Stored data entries
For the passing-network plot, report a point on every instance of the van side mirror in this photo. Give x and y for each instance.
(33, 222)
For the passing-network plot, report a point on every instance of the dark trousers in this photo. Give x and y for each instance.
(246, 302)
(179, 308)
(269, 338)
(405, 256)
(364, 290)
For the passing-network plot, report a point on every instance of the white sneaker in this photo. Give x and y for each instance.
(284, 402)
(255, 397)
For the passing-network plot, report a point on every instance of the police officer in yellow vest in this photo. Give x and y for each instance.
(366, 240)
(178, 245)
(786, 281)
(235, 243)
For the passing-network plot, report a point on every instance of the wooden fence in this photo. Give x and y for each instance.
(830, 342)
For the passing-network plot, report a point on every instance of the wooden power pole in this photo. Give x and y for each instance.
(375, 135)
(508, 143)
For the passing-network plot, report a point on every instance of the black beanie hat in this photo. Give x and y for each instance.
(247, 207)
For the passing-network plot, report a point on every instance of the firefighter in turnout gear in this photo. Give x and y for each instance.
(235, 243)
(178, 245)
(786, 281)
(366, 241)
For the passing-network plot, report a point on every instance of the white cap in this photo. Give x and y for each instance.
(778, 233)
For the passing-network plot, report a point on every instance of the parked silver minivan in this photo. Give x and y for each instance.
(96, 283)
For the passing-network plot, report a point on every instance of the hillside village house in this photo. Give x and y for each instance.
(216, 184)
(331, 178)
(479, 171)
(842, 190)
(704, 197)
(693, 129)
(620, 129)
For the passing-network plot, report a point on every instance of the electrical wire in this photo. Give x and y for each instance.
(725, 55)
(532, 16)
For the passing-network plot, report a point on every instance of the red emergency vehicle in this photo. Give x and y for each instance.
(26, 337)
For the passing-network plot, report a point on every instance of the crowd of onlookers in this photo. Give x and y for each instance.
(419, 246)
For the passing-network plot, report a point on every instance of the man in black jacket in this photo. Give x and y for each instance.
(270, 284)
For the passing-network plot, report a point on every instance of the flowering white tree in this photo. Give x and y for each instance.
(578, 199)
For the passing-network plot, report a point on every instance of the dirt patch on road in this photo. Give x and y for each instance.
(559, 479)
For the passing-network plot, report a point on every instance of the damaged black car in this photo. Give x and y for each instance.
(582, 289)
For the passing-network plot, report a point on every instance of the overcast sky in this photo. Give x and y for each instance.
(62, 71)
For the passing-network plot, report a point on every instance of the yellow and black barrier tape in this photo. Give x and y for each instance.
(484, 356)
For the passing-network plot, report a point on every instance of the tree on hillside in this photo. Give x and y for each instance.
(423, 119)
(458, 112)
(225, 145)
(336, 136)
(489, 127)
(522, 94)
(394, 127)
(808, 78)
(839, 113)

# Exercise objective
Could you reproduce all the records exactly?

# Solution to this problem
For the passing-network plot, report a point on every instance of the van side mirror in this photo. Give x and y for each instance.
(33, 222)
For the passing-network plot, report a point on every instance of the dark trousers in this photo. Give x and y for each instance.
(246, 302)
(179, 308)
(269, 338)
(405, 256)
(364, 290)
For the passing-network plot, report a point on every instance of the white sneaker in this photo. Give x and y for each instance.
(284, 402)
(255, 397)
For the passing-network plot, report a point on every instance of the police officer in yellow vest in this photo. Give x and y for each instance.
(366, 240)
(178, 245)
(786, 281)
(235, 243)
For the passing-network plot, report a point on every instance of the wooden fence in this photo. Give x and y for each instance.
(830, 342)
For the passing-network plot, report a point on every instance of the wooden power pole in this photo. Give x and y for each instance.
(375, 135)
(508, 143)
For the passing-network plot, report a point on every instance of the black beanie hat in this photo. Give x and y for each instance.
(247, 207)
For the passing-network plot, report a point on every instance of the firefighter in turnout gear in this photo. Give x and y for each instance.
(235, 243)
(178, 245)
(786, 281)
(366, 241)
For the passing-network plot, report a point on every instance of the white cap in this photo. Give x and y for each instance.
(778, 233)
For the passing-network plot, report a point on every instance of the parked silver minivan in this photo. Give x and y for each instance.
(96, 283)
For the passing-network plot, report a point on every instance of the hillside village house in this photo. Give x and y for each instance.
(216, 184)
(331, 178)
(479, 171)
(842, 190)
(704, 197)
(693, 129)
(620, 129)
For the passing-network plot, report a point on every instance of the electrical wire in this photo. Give x and y for each instance.
(725, 55)
(532, 16)
For the passing-network plot, report a point on every instance of the red emergency vehicle in this photo. Give x and y for each instance.
(26, 337)
For the passing-network plot, report a point on every instance of the crowd of onlookers in this photo. Give x and y for each instance.
(419, 246)
For the passing-network plot, report a point on every instance of the man in black jacket in this photo. Give x and y for each instance.
(270, 284)
For the passing-network plot, report a point on every instance of the flowering white tree in this photo. Give x and y for each instance.
(578, 199)
For the passing-network plot, report a point on every instance of the dirt patch on road in this photo. Give x and y for each instance.
(559, 479)
For the passing-network plot, report a point on every instance of the damaged black car in this photo. Give x and y for each instance.
(582, 289)
For the passing-network plot, report a point on every instance of the overcast sky in this photo. Give x and y for each instance.
(62, 71)
For the passing-network plot, report a point on every instance of the yellow and black barrier tape in this photo. Give x and y for each instance.
(484, 356)
For the passing-network plot, report a point on every instance of the tree on hillside in this photo. Give x and y for each instance.
(423, 119)
(458, 112)
(225, 145)
(336, 136)
(489, 127)
(522, 94)
(394, 127)
(808, 78)
(839, 113)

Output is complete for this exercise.